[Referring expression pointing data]
┄┄┄┄┄┄┄┄┄┄

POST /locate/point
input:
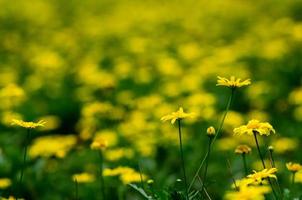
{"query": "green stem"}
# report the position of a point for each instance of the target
(244, 163)
(263, 164)
(231, 174)
(207, 164)
(101, 175)
(28, 136)
(293, 178)
(216, 135)
(182, 159)
(274, 165)
(141, 175)
(76, 189)
(258, 148)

┄┄┄┄┄┄┄┄┄┄

The preceding entries are to be returned verbatim, with every picture excluded.

POST /locate/point
input:
{"query": "green stem"}
# report the position of a point for each instance of the target
(244, 163)
(263, 164)
(231, 174)
(207, 164)
(101, 175)
(28, 136)
(293, 178)
(216, 135)
(182, 159)
(274, 165)
(141, 175)
(76, 189)
(258, 148)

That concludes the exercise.